● Passage:
On July 1 something that has always been free, the right to emit carbon dioxide to the atmosphere, starts to cost money.
Under the emissions trading scheme, enacted in the Labour Government's dying days in office and substantially watered down by the National Government last year, the meter starts running next month on emissions from the liquid fossil fuels, stationary energy and industrial processes sectors.
From large corporates to small horticulturists and farm foresters, people have had to get their heads around the arcane world of carbon trading.
The demand side of the market consists of a small number of large companies which are "points of obligation".
They will have to surrender, to the Government, emission units to cover the CO2 emissions from the fossil fuels they sell (in the case of the oil companies) or burn (in the case of electricity generators with plants fired by gas or coal) or which arise from the chemistry of their manufacturing operations (for the likes of cement, steel or aluminium producers).
But only for every other tonne emitted. One of the ways the Government moderated Labour's scheme was to introduce a half obligation as a transitional measure until the end of 2012. The taxpayer will pick up the bill for the other half.
And in fact they don't have to buy any units. They have the option of simply paying the Government $25 a tonne instead, in effect paying a carbon tax. That puts a cap on the price.
In recent months what trading there has been has tended to be in the range of $17 to $19 a tonne.
Companies with large fuel bills can opt to become points of obligation, managing their own carbon price risk rather than paying a carbon-inclusive price for their fuel. Air New Zealand has opted to do this.

● Record set:

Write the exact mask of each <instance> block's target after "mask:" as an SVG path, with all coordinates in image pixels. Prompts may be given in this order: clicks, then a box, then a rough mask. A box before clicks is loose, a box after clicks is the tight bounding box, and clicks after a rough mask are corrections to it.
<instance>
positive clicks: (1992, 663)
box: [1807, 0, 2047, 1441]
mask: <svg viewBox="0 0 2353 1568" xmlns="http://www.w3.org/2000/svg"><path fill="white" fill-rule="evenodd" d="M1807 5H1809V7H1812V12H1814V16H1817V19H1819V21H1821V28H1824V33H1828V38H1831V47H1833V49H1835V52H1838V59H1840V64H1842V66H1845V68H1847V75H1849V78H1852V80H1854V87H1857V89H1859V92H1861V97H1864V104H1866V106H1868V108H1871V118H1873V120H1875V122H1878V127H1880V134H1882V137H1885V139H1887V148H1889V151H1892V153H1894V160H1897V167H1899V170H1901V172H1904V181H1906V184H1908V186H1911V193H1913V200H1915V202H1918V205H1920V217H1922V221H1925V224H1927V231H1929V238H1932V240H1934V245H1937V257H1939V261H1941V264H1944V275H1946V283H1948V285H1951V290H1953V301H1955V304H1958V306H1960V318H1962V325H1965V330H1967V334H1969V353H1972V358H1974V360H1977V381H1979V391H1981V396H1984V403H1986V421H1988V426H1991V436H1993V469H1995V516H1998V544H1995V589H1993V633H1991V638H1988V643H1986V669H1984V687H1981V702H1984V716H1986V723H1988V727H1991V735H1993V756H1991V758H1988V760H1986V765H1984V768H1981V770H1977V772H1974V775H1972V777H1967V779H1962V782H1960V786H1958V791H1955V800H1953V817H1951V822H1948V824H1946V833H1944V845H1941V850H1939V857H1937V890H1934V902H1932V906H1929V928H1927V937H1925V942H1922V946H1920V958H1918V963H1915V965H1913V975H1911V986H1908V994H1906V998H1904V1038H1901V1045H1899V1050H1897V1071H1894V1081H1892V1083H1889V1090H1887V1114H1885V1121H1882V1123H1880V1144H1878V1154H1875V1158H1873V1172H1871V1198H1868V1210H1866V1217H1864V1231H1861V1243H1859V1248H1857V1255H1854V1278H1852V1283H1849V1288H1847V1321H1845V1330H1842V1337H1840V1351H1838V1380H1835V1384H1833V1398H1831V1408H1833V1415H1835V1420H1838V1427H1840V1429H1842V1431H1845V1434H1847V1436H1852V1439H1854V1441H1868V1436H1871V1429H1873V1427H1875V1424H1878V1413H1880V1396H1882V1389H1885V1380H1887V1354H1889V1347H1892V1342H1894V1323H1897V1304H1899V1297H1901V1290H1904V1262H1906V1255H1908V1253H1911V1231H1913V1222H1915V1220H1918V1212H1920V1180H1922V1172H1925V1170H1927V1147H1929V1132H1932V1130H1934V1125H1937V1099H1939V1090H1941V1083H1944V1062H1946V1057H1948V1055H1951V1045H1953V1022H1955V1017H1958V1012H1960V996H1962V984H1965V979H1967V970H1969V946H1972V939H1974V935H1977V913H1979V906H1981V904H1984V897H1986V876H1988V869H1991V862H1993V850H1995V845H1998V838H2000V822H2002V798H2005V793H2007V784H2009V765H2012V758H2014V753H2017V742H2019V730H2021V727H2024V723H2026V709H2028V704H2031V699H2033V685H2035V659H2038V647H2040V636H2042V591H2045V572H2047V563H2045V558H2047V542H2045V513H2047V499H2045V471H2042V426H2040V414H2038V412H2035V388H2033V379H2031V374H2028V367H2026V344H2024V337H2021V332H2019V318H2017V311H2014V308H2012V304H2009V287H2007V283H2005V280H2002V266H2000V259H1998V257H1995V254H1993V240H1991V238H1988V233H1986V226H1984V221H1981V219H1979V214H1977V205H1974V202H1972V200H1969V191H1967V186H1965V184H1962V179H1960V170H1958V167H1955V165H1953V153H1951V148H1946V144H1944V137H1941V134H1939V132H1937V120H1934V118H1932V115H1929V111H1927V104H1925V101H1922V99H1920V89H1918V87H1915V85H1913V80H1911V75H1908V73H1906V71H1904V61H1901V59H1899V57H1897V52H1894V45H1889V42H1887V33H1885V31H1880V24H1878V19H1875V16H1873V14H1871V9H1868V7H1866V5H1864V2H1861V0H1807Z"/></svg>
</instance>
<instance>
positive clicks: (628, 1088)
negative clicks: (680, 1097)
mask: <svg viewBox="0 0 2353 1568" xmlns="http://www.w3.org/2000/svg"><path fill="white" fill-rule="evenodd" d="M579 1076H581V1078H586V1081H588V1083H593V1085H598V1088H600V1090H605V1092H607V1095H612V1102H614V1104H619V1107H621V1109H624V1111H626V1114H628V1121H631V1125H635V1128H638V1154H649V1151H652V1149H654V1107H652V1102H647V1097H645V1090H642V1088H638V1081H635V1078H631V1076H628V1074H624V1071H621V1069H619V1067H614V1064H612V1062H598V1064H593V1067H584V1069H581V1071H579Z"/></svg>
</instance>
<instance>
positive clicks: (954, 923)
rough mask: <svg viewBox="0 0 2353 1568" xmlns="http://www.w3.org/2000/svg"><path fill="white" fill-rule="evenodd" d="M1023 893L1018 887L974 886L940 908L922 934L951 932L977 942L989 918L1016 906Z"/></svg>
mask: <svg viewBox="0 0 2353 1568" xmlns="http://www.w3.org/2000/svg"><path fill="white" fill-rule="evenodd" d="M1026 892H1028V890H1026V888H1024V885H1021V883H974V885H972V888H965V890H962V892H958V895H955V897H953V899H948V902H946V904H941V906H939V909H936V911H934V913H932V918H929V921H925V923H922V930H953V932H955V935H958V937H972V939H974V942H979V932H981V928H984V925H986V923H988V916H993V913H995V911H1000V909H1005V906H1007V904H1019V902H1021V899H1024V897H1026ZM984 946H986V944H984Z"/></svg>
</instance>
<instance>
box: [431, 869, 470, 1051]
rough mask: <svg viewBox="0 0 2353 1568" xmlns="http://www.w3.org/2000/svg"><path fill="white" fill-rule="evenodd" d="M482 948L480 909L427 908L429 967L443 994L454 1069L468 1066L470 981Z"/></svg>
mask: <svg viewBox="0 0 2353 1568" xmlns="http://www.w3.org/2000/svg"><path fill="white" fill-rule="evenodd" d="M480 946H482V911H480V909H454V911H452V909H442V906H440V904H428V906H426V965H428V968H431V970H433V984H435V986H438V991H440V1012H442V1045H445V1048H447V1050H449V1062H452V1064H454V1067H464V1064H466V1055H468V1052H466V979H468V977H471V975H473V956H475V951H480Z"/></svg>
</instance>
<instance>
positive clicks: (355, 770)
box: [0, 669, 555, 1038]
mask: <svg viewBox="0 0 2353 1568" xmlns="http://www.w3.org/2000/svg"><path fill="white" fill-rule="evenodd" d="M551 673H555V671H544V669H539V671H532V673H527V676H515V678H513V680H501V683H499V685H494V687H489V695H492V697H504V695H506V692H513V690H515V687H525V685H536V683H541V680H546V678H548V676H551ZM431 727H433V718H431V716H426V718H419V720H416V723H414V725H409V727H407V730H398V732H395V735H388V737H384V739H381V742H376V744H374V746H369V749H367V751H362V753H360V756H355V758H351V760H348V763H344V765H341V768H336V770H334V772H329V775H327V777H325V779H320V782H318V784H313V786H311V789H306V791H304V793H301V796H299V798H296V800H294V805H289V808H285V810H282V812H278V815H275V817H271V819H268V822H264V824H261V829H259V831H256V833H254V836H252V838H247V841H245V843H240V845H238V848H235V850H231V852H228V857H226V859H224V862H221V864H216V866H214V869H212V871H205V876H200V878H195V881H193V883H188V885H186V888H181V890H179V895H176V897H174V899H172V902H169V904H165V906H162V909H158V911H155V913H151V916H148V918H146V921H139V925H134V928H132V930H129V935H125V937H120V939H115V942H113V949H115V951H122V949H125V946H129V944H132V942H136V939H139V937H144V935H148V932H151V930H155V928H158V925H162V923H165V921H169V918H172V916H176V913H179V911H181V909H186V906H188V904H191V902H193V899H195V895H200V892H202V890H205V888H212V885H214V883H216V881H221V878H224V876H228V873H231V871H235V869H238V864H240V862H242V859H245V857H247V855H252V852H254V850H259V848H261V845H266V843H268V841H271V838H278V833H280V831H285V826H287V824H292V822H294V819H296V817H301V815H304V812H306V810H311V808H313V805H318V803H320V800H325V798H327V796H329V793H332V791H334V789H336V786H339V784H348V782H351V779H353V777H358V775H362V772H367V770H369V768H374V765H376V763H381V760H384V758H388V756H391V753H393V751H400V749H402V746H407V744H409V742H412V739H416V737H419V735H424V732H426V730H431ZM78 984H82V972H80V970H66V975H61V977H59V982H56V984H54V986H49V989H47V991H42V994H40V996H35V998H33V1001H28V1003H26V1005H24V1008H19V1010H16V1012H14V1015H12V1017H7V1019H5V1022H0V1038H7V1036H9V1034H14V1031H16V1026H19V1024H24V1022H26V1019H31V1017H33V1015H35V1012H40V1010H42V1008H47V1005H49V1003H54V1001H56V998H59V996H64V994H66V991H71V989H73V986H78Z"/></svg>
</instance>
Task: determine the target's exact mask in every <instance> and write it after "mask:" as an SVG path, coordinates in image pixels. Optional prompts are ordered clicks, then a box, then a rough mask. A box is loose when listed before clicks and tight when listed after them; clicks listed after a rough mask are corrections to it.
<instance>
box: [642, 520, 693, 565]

● To do: Could you quote, word for word, the full passage above on the emissions trading scheme?

● Response:
On July 1 something that has always been free, the right to emit carbon dioxide to the atmosphere, starts to cost money.
Under the emissions trading scheme, enacted in the Labour Government's dying days in office and substantially watered down by the National Government last year, the meter starts running next month on emissions from the liquid fossil fuels, stationary energy and industrial processes sectors.
From large corporates to small horticulturists and farm foresters, people have had to get their heads around the arcane world of carbon trading.
The demand side of the market consists of a small number of large companies which are "points of obligation".
They will have to surrender, to the Government, emission units to cover the CO2 emissions from the fossil fuels they sell (in the case of the oil companies) or burn (in the case of electricity generators with plants fired by gas or coal) or which arise from the chemistry of their manufacturing operations (for the likes of cement, steel or aluminium producers).
But only for every other tonne emitted. One of the ways the Government moderated Labour's scheme was to introduce a half obligation as a transitional measure until the end of 2012. The taxpayer will pick up the bill for the other half.
And in fact they don't have to buy any units. They have the option of simply paying the Government $25 a tonne instead, in effect paying a carbon tax. That puts a cap on the price.
In recent months what trading there has been has tended to be in the range of $17 to $19 a tonne.
Companies with large fuel bills can opt to become points of obligation, managing their own carbon price risk rather than paying a carbon-inclusive price for their fuel. Air New Zealand has opted to do this.